=== Record list ===
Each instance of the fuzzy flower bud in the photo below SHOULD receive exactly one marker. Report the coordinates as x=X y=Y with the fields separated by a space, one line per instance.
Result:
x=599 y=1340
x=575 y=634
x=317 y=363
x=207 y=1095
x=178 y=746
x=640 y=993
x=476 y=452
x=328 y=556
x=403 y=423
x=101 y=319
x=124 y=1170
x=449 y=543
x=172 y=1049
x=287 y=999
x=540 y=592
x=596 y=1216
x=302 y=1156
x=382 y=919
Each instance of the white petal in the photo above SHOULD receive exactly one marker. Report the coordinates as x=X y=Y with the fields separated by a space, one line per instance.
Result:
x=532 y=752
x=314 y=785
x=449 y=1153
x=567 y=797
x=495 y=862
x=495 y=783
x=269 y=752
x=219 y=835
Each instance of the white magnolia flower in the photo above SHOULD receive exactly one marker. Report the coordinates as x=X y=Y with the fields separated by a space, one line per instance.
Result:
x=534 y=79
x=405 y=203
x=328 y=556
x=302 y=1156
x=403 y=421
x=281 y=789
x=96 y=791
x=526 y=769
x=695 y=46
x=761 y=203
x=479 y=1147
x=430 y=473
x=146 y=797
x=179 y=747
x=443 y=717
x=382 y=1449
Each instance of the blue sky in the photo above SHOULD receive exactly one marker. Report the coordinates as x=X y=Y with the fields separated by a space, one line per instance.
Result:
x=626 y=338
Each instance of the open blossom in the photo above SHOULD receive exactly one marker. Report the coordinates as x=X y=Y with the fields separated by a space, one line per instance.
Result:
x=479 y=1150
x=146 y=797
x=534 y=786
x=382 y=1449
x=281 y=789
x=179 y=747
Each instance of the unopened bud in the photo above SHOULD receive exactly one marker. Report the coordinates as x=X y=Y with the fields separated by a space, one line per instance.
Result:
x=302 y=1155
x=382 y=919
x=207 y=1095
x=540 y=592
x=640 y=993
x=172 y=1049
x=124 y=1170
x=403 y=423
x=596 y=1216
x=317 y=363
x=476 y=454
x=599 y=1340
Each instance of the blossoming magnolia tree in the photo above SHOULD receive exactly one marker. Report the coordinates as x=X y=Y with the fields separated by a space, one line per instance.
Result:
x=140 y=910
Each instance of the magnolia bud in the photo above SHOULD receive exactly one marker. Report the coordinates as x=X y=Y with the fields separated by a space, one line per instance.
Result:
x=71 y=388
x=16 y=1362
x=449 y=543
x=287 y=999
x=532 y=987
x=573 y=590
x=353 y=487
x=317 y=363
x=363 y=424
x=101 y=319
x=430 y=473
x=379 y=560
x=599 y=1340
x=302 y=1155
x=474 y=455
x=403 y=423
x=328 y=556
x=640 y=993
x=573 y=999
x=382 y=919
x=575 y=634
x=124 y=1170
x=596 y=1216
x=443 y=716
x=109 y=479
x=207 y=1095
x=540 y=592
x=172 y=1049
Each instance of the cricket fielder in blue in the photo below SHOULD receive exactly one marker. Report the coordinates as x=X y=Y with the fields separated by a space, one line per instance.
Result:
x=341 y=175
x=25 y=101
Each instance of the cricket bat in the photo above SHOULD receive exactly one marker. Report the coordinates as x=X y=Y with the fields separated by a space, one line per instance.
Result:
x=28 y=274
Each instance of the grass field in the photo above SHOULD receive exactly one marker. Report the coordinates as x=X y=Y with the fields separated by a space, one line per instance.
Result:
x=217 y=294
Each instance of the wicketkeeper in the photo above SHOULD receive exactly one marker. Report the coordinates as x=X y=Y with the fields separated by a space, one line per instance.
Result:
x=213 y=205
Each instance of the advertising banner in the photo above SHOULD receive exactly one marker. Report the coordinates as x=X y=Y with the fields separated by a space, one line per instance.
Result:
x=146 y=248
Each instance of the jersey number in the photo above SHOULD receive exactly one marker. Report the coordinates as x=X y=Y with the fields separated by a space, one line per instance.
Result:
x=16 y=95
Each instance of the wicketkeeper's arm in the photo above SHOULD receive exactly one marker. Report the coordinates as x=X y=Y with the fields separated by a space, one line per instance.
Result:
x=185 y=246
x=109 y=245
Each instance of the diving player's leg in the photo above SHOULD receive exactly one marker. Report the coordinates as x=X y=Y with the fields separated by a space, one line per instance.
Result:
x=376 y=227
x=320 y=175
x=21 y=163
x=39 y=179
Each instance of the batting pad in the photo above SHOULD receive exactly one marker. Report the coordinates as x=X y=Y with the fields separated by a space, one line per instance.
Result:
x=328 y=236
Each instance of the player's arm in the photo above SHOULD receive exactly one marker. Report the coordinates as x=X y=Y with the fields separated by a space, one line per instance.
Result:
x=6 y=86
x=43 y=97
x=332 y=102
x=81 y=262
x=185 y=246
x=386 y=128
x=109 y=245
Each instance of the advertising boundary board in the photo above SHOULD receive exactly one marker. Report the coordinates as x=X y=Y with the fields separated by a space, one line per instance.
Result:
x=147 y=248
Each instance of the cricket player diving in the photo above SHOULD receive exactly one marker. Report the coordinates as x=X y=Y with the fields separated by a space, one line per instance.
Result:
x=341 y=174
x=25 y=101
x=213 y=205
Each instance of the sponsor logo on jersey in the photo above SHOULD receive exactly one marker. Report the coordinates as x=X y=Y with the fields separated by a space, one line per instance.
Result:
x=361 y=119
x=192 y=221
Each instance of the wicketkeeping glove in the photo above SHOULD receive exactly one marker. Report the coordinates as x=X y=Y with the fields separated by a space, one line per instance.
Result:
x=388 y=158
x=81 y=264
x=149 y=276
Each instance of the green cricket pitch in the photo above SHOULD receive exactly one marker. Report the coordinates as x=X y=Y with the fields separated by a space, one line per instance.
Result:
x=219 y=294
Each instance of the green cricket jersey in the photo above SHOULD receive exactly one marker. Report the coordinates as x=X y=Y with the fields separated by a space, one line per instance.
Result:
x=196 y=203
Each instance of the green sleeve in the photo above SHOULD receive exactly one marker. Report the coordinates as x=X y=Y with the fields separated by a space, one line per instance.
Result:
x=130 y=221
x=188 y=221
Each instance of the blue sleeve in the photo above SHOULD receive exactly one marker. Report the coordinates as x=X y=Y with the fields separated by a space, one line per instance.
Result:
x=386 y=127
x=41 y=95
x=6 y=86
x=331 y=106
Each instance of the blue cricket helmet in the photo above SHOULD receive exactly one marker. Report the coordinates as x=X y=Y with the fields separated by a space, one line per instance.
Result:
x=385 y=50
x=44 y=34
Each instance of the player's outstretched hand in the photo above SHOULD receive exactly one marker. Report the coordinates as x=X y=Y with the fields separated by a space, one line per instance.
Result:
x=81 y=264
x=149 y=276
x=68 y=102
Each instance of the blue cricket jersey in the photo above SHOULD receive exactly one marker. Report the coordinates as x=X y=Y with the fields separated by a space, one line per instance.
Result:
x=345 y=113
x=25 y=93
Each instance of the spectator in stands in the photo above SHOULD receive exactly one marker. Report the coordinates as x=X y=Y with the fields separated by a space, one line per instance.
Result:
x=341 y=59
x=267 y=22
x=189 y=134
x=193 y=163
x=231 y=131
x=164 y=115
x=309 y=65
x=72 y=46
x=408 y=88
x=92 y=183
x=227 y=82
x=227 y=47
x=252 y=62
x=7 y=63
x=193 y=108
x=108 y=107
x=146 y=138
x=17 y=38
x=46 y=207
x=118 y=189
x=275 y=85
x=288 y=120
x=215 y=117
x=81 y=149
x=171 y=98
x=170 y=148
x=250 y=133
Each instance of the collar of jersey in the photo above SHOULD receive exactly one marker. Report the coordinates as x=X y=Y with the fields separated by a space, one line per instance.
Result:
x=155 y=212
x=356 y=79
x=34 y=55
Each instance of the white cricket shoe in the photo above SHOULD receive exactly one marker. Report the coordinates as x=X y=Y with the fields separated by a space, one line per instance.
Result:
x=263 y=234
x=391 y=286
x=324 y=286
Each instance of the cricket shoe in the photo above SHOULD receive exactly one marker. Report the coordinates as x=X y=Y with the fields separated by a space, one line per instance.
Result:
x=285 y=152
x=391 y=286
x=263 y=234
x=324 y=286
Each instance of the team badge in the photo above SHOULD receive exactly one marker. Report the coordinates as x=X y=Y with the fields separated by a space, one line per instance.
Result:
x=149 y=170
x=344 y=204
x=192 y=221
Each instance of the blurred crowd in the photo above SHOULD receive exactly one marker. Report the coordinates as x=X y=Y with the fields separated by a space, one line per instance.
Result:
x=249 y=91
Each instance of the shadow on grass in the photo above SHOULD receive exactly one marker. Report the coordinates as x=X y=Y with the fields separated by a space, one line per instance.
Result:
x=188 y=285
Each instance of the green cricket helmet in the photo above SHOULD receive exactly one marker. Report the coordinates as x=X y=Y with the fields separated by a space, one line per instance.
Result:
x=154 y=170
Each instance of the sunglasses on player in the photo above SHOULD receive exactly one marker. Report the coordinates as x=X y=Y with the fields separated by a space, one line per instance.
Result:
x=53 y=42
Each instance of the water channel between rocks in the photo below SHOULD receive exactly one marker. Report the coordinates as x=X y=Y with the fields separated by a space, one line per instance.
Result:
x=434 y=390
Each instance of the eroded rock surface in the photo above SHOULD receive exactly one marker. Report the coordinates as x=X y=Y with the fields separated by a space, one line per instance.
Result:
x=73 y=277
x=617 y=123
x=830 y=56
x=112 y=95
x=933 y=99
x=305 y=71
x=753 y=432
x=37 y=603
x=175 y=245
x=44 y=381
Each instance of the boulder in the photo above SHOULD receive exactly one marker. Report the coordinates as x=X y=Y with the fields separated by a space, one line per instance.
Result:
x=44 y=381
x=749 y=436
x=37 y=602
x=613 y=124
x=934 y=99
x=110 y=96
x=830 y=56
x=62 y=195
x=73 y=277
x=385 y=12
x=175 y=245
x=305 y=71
===
Problem requirements: Arrange the lines of the records above as a Markdown table with the columns No. and Line. Begin at the line that contains "Each instance of the green sleeve", stop after the line that contains "x=188 y=221", and leave out blank lines.

Exercise answer:
| No. | Line |
|---|---|
| 1 | Each instance of the green sleeve in the photo above SHOULD receive exactly one marker. Report the coordinates as x=X y=Y with the fields separated by a space, one line per instance. |
| 2 | Result: |
| 3 | x=130 y=221 |
| 4 | x=188 y=221 |